Collected data entries
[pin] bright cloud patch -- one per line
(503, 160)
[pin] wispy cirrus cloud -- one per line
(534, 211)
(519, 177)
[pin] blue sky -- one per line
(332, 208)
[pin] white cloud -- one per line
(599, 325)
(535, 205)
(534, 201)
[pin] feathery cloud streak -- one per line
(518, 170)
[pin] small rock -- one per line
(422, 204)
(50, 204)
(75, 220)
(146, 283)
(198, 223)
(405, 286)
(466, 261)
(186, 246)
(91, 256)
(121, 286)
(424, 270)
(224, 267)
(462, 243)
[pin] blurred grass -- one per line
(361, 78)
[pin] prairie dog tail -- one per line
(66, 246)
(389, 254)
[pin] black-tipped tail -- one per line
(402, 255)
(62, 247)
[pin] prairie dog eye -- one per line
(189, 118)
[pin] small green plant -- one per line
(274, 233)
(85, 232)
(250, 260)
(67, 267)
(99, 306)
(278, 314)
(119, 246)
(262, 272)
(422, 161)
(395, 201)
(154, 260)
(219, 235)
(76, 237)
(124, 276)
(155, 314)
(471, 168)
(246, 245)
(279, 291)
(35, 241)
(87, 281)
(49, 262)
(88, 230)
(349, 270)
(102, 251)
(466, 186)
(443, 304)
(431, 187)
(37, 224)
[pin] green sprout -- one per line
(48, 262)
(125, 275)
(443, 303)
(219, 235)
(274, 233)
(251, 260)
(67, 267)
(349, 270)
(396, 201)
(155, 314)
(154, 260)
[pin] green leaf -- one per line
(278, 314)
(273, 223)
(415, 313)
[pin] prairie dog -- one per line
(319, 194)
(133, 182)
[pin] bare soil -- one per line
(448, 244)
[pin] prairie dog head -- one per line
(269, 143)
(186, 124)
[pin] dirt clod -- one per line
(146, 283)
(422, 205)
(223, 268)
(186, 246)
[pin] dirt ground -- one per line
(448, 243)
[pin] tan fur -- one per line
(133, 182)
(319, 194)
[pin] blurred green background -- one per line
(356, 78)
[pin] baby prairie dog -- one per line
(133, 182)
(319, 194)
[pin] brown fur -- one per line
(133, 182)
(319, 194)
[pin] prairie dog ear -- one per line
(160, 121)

The task – The records above should be copied out again in full, exactly as they appear.

Written reply –
[pin] bright cloud patch -- one per line
(503, 160)
[pin] wispy cirrus cloud -- one per line
(534, 211)
(519, 177)
[pin] blue sky -- one per line
(332, 208)
[pin] white cloud -- one per line
(599, 325)
(535, 205)
(534, 201)
[pin] feathery cloud streak -- one per line
(518, 170)
[pin] small rock -- one per line
(422, 204)
(50, 204)
(75, 220)
(146, 283)
(198, 223)
(405, 286)
(466, 261)
(186, 246)
(91, 256)
(121, 286)
(424, 270)
(224, 267)
(462, 243)
[pin] blurred grass -- one per line
(361, 78)
[pin] prairie dog tail -- one per line
(66, 246)
(389, 254)
[pin] black-tipped tail -- one per line
(402, 255)
(62, 247)
[pin] prairie dog eye -- one per line
(189, 118)
[pin] small green plant -- one per line
(274, 233)
(85, 232)
(250, 260)
(67, 267)
(99, 306)
(278, 314)
(119, 246)
(262, 272)
(422, 161)
(395, 201)
(154, 260)
(219, 235)
(76, 237)
(124, 276)
(155, 314)
(471, 168)
(246, 245)
(279, 291)
(35, 241)
(87, 281)
(49, 262)
(88, 230)
(349, 270)
(102, 251)
(466, 186)
(443, 304)
(431, 187)
(37, 224)
[pin] green sprout -- one per line
(48, 262)
(125, 275)
(443, 303)
(219, 235)
(274, 233)
(251, 260)
(67, 267)
(349, 270)
(396, 201)
(155, 314)
(154, 260)
[pin] green leaf -- one per line
(278, 314)
(273, 223)
(415, 313)
[pin] prairie dog -- one per line
(319, 194)
(133, 182)
[pin] bare soil -- one per line
(448, 244)
[pin] prairie dog head -- one per line
(269, 143)
(186, 124)
[pin] dirt clod -- one per line
(146, 283)
(422, 205)
(223, 268)
(186, 246)
[pin] dirt ground -- one per line
(448, 243)
[pin] tan fur -- one per line
(133, 182)
(319, 194)
[pin] blurred green background -- one per line
(356, 78)
[pin] baby prairie dog -- one per line
(133, 182)
(319, 194)
[pin] brown fur -- one per line
(133, 182)
(319, 194)
[pin] prairie dog ear -- one per line
(160, 121)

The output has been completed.